__What the exercise asks__.
Your answer should consist of every line in the records that holds "soil".

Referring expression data
▼▼▼
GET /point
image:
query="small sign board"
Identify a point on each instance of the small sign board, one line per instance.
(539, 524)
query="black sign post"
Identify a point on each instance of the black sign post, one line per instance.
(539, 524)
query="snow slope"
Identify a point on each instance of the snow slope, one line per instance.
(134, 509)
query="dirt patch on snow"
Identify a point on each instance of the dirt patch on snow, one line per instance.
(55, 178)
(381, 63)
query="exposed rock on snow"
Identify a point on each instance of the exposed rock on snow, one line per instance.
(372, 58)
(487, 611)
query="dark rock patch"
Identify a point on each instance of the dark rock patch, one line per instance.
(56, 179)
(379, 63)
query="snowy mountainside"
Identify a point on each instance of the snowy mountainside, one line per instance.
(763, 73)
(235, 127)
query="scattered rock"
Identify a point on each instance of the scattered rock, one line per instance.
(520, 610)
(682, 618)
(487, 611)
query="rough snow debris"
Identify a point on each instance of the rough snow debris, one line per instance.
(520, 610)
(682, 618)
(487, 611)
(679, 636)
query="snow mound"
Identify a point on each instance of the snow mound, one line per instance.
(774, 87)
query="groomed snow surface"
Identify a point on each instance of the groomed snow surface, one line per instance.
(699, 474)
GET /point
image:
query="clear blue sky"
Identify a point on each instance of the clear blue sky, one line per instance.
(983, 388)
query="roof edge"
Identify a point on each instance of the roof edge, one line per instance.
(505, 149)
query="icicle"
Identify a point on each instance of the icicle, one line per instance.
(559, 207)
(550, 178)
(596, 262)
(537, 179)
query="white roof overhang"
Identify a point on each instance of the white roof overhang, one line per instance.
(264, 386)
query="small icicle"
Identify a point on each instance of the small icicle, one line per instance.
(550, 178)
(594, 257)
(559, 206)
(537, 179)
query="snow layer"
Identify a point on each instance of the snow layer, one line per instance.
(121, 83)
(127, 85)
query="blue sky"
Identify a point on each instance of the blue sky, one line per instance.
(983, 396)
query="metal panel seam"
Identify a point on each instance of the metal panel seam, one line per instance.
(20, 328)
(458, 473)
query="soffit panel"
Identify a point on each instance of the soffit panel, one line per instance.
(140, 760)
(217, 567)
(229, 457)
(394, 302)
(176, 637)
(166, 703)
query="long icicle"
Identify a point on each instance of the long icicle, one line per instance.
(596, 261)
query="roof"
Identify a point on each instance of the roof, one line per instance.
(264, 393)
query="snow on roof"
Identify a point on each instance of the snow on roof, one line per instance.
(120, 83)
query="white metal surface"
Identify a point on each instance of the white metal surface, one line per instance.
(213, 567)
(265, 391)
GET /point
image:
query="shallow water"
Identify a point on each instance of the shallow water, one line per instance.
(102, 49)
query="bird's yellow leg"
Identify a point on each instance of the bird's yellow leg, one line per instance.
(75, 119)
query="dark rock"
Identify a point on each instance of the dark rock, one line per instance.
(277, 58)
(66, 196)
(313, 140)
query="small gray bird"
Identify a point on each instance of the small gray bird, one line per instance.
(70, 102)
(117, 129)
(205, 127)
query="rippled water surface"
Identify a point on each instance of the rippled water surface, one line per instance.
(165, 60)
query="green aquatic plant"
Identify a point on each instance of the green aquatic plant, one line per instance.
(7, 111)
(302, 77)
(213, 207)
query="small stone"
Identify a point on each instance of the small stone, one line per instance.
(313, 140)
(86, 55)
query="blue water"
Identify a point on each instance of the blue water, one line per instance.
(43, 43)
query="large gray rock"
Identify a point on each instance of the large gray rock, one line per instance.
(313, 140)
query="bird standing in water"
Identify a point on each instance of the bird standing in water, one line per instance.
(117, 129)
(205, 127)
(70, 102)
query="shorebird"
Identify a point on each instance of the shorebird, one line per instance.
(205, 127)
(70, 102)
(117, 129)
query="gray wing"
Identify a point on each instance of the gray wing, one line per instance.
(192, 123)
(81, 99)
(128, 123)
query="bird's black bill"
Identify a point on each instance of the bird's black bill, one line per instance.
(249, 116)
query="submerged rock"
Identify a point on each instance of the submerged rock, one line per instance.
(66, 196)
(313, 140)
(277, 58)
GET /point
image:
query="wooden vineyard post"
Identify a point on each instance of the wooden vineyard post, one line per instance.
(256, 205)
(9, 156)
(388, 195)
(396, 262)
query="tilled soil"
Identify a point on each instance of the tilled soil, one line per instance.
▲▲▲
__Your solution__.
query="tilled soil"
Identify a point on each instance of the tilled soil, one line per instance.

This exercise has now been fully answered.